***** Texto mostrado *****

La determinación de los monjes es una mezcla de la fe de los católicos polacos en su lucha contra los soviéticos y la resistencia pacífica de Gandhi. A los golpes responden con cánticos. A los disparos, con llamadas a la paz. Y a los arrestos de los suyos, condenando el alma de los militares que durante 45 años han sometido a este pueblo.
Ancianos, mujeres y estudiantes se arrodillaban ayer al paso de los monjes, juntando las palmas de sus manos y haciéndoles reverencias, a menudo con lágrimas en los ojos.
Uno de los religiosos se dirigió a la muchedumbre para pedirles que se mantuvieran al margen por miedo a que aumentara el número de víctimas. «Dejadnos a nosotros, no queremos que os hagan daño», decía megáfono en mano, enfrentado a una columna de soldados protegidos por grandes escudos metálicos y armados con rifles. Recordaba, en versión birmana, la escena del joven estudiante chino en 1989, frente a los tanques en Tiananmen.
La esperada represión de la Junta militar llegó tras 10 días de protestas que se han extendido a ciudades de todo el país. Cientos de soldados fueron desplegados en Rangún antes del amanecer, rodeando la pagoda Shwedagon, símbolo espiritual de los birmanos y punto de partida de las manifestaciones.
Los monjes respondieron al cordón policial tratando de avanzar pacíficamente y fueron fuertemente reprimidos con disparos al aire y cargas policiales. Algunos de ellos yacían en el suelo rodeados de un baño de sangre mientras los civiles gritaban a los militares «asesinos».
Los religiosos no cejaron en su empeño y en un número superior a los 10.000 siguieron camino hacia la pagoda Sule, etapa final de las protestas, donde se habían apostado varios camiones llenos de soldados. Las cargas se repitieron, obligando a los monjes a dispersarse en mitad de una nube de gases lacrimógenos.

***** Datos proporcionados *****

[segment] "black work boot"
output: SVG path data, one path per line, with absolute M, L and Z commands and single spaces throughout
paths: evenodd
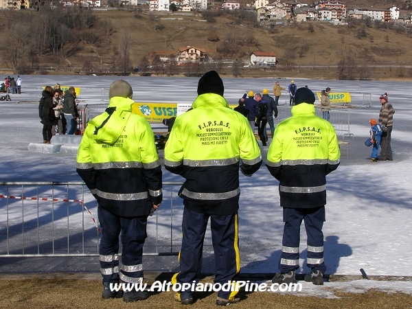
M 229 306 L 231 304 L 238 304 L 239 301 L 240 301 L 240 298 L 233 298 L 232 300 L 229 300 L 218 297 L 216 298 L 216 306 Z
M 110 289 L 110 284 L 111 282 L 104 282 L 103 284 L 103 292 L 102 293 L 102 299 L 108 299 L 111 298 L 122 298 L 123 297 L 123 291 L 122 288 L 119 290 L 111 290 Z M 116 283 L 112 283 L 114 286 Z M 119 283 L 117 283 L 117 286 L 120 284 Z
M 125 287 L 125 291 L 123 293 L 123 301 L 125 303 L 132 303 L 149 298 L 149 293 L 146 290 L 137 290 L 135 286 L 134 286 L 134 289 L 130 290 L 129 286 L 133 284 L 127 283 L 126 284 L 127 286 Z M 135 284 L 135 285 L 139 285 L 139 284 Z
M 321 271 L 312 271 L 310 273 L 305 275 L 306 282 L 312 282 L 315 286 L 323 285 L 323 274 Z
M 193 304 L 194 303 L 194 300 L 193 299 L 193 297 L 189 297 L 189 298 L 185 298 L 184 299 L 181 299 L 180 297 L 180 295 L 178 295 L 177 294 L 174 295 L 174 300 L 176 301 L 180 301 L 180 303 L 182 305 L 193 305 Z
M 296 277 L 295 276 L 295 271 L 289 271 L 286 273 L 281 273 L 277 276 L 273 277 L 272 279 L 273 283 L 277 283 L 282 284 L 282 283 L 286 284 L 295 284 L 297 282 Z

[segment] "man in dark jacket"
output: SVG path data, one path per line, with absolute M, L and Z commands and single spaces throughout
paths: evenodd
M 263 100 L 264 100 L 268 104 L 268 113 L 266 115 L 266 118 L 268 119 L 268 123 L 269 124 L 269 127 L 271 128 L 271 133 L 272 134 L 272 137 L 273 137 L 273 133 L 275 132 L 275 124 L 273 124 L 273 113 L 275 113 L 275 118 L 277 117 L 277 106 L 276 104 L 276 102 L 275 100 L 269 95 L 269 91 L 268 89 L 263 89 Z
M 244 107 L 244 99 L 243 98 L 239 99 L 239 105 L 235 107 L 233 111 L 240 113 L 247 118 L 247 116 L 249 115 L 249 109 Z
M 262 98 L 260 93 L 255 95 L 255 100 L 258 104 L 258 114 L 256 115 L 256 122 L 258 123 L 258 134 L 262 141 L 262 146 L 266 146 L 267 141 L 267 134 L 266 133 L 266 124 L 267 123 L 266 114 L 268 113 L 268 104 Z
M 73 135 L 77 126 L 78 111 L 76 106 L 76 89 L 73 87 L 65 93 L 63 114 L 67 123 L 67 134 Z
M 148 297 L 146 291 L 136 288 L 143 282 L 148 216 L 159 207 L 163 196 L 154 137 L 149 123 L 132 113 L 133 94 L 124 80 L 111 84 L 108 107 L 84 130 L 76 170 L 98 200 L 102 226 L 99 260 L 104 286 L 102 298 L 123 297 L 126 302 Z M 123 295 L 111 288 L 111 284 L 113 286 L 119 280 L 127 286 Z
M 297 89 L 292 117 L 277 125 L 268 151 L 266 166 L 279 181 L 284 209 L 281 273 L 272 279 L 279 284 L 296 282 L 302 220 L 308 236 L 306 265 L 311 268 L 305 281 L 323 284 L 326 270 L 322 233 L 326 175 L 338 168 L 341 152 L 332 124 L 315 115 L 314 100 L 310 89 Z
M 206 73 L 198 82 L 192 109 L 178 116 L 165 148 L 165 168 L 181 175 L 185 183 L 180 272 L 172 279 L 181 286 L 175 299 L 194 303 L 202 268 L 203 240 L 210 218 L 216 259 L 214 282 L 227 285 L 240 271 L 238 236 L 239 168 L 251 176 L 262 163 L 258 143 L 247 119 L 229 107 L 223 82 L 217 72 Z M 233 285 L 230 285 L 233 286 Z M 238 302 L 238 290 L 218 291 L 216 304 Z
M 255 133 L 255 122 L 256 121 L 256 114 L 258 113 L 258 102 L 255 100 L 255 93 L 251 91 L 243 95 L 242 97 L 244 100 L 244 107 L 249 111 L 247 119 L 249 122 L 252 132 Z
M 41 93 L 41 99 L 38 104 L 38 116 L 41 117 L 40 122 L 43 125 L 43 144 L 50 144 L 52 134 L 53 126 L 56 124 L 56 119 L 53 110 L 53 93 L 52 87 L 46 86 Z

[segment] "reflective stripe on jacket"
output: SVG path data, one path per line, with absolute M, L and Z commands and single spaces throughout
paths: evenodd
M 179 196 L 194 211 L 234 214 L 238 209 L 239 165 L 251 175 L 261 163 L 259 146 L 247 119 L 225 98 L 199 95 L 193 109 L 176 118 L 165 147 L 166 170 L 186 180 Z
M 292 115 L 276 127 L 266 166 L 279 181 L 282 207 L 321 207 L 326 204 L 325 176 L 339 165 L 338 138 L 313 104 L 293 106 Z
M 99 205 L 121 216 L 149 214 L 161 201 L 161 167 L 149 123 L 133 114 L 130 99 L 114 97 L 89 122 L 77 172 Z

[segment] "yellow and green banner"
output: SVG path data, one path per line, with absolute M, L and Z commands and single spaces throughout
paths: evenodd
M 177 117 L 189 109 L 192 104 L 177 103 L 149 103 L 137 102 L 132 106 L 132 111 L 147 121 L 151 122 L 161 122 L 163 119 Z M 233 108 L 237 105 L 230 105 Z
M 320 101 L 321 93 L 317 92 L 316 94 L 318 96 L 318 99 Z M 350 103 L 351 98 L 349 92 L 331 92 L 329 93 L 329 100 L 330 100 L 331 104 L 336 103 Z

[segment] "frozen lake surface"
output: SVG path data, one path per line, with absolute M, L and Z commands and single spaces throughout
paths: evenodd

*****

● **Problema planteado**:
Copia de principio a fin, sin cambiar nada, el texto sobre la represión de las protestas de los monjes birmanos. Las líneas no intervienen para nada en esto.

● **Resultado**:
La determinación de los monjes es una mezcla de la fe de los católicos polacos en su lucha contra los soviéticos y la resistencia pacífica de Gandhi. A los golpes responden con cánticos. A los disparos, con llamadas a la paz. Y a los arrestos de los suyos, condenando el alma de los militares que durante 45 años han sometido a este pueblo.
Ancianos, mujeres y estudiantes se arrodillaban ayer al paso de los monjes, juntando las palmas de sus manos y haciéndoles reverencias, a menudo con lágrimas en los ojos.
Uno de los religiosos se dirigió a la muchedumbre para pedirles que se mantuvieran al margen por miedo a que aumentara el número de víctimas. «Dejadnos a nosotros, no queremos que os hagan daño», decía megáfono en mano, enfrentado a una columna de soldados protegidos por grandes escudos metálicos y armados con rifles. Recordaba, en versión birmana, la escena del joven estudiante chino en 1989, frente a los tanques en Tiananmen.
La esperada represión de la Junta militar llegó tras 10 días de protestas que se han extendido a ciudades de todo el país. Cientos de soldados fueron desplegados en Rangún antes del amanecer, rodeando la pagoda Shwedagon, símbolo espiritual de los birmanos y punto de partida de las manifestaciones.
Los monjes respondieron al cordón policial tratando de avanzar pacíficamente y fueron fuertemente reprimidos con disparos al aire y cargas policiales. Algunos de ellos yacían en el suelo rodeados de un baño de sangre mientras los civiles gritaban a los militares «asesinos».
Los religiosos no cejaron en su empeño y en un número superior a los 10.000 siguieron camino hacia la pagoda Sule, etapa final de las protestas, donde se habían apostado varios camiones llenos de soldados. Las cargas se repitieron, obligando a los monjes a dispersarse en mitad de una nube de gases lacrimógenos.